Short task:
Exactly and only the lines from the one containing "the tree trunk" through the close of the entries below are to be set down.

Dataset rows:
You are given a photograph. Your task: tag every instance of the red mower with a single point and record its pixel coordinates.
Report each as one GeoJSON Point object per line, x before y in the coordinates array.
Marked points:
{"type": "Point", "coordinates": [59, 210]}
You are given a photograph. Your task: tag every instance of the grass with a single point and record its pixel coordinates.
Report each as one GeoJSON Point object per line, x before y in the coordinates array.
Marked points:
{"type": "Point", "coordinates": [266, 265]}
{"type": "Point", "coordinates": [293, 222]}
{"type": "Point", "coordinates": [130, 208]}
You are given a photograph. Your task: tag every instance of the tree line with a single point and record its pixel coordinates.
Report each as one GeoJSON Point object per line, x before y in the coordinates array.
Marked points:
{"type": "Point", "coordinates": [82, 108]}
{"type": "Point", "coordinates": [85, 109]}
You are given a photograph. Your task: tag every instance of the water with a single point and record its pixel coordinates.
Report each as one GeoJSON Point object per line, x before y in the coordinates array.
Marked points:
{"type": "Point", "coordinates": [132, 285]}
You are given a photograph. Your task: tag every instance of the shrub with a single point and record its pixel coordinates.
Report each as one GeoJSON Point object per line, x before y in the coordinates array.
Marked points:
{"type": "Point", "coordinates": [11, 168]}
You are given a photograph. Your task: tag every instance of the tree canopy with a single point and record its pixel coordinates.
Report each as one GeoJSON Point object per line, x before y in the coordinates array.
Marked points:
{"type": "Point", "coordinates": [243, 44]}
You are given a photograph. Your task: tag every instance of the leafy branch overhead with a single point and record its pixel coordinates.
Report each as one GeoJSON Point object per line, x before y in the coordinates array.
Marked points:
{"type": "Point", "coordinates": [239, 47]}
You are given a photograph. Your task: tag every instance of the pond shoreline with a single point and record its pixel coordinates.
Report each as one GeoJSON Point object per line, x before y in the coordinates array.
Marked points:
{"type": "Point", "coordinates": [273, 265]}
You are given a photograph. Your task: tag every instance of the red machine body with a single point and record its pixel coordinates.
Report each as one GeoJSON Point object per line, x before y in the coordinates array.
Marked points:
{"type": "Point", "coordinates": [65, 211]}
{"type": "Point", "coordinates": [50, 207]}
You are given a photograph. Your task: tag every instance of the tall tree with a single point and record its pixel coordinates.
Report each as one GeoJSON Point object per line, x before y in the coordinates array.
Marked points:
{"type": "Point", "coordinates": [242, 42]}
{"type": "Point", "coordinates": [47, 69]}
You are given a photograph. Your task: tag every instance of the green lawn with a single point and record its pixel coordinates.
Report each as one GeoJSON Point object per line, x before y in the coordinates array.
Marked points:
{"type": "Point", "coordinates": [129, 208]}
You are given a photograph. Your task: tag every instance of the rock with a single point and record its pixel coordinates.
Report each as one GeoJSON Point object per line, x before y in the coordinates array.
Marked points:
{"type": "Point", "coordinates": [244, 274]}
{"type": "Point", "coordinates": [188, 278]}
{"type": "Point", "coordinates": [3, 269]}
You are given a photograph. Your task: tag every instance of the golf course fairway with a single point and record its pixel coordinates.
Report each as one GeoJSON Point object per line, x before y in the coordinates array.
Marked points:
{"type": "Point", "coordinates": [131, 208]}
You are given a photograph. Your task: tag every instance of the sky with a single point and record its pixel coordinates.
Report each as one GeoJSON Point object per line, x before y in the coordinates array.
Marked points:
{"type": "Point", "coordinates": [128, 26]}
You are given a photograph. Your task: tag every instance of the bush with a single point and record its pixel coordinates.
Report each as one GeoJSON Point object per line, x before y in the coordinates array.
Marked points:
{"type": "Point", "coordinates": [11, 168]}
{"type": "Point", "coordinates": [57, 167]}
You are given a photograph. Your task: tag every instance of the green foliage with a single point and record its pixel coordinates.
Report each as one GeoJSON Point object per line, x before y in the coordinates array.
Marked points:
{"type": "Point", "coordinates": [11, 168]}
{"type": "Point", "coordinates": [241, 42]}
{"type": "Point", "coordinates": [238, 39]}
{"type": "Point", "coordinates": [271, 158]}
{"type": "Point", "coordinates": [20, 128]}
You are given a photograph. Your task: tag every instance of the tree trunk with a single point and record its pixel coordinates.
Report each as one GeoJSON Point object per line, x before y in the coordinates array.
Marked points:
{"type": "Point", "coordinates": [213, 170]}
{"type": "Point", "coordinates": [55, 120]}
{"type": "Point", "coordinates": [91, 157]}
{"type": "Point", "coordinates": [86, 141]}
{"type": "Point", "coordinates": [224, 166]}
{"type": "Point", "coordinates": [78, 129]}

Expected answer:
You are given a photograph. Your task: tag every instance of the tree trunk with a single point and record its pixel coordinates.
Report each as one GeoJSON Point object per line, x before y in the coordinates array.
Marked points:
{"type": "Point", "coordinates": [213, 170]}
{"type": "Point", "coordinates": [55, 120]}
{"type": "Point", "coordinates": [91, 157]}
{"type": "Point", "coordinates": [86, 141]}
{"type": "Point", "coordinates": [224, 166]}
{"type": "Point", "coordinates": [78, 129]}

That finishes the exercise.